**Listed records:**
----------

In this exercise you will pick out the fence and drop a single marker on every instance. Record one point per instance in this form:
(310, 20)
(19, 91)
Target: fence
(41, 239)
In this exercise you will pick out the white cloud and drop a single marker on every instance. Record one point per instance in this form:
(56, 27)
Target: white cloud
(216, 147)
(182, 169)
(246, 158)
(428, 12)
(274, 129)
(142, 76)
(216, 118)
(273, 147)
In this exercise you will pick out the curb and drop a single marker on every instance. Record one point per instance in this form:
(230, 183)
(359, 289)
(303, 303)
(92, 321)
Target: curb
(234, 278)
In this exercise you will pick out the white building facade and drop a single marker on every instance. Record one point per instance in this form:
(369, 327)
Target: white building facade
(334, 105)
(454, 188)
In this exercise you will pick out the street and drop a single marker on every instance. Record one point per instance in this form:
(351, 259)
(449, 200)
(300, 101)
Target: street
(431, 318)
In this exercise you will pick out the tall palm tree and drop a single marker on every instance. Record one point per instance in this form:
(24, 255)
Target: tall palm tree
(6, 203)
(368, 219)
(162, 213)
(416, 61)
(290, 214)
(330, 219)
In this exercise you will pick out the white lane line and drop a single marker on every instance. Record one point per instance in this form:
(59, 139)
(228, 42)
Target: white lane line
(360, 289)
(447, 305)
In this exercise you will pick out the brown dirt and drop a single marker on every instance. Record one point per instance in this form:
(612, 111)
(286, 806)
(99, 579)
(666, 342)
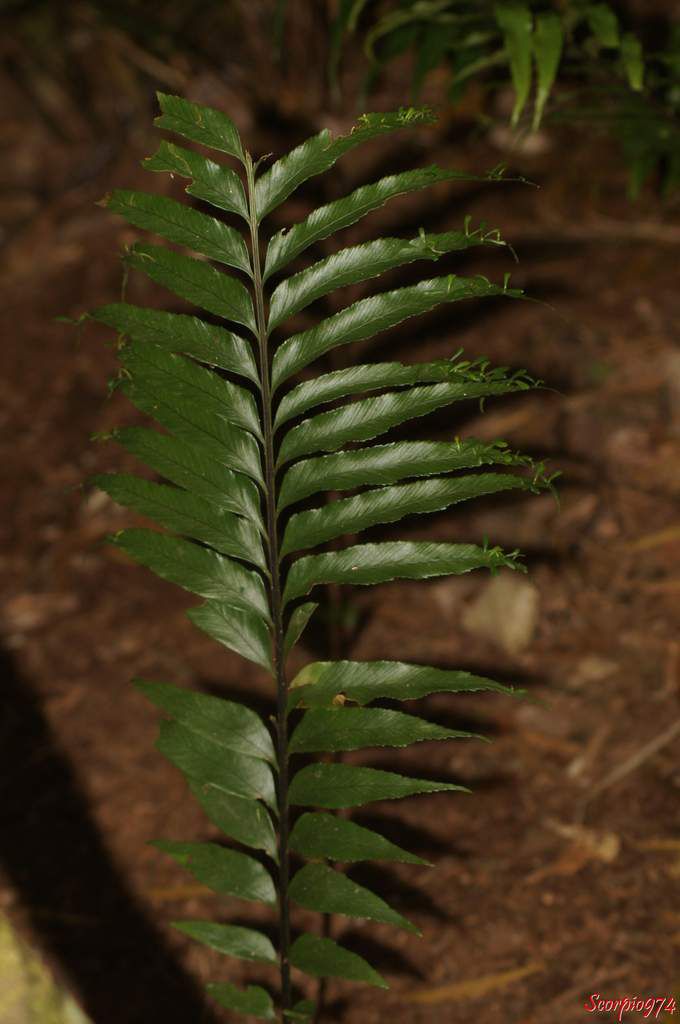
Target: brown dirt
(549, 868)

----------

**Task statement:**
Retype the entries verbatim and drop the pictures.

**Result of the task:**
In this exercise you will pick out the fence and drop a single marker on every instance. Record one point per instance in this form:
(310, 20)
(19, 91)
Target: fence
(41, 239)
In this exercise you will pick out the white cloud and drop a single marker on every instance. Record one point per instance in this form:
(56, 27)
Target: white cloud
(216, 147)
(182, 169)
(246, 158)
(428, 12)
(274, 129)
(142, 76)
(216, 118)
(273, 147)
In this exercise you will pick out the curb and drop a single marker on every instance. Record one point per instance in this form:
(230, 183)
(359, 289)
(303, 303)
(92, 321)
Target: curb
(234, 278)
In this exercise you will pick out the white building facade and drop a single marker on every instance. Record one point per instance in this form:
(369, 327)
Target: white building facade
(334, 105)
(454, 188)
In this exercise you will pick out the street and drop a single marker on every instance. Record one point per instance in this form:
(351, 259)
(449, 200)
(300, 101)
Target: street
(431, 318)
In this exercise you will pick out the tall palm tree and drop a single marker on every instance. Record one point per instance in this form:
(24, 255)
Target: tall palm tree
(6, 203)
(368, 219)
(162, 213)
(416, 61)
(290, 214)
(330, 219)
In this exercise you will pick out the white lane line and drop a single marker on every instance. Record one point per instance in this form:
(59, 139)
(228, 42)
Target: white lane line
(360, 289)
(447, 305)
In this exercise you will pick out the brown dirt and drop a single marker on every instance. Record one point per instance in this form:
(612, 111)
(286, 806)
(99, 579)
(666, 342)
Target: brown dirt
(549, 868)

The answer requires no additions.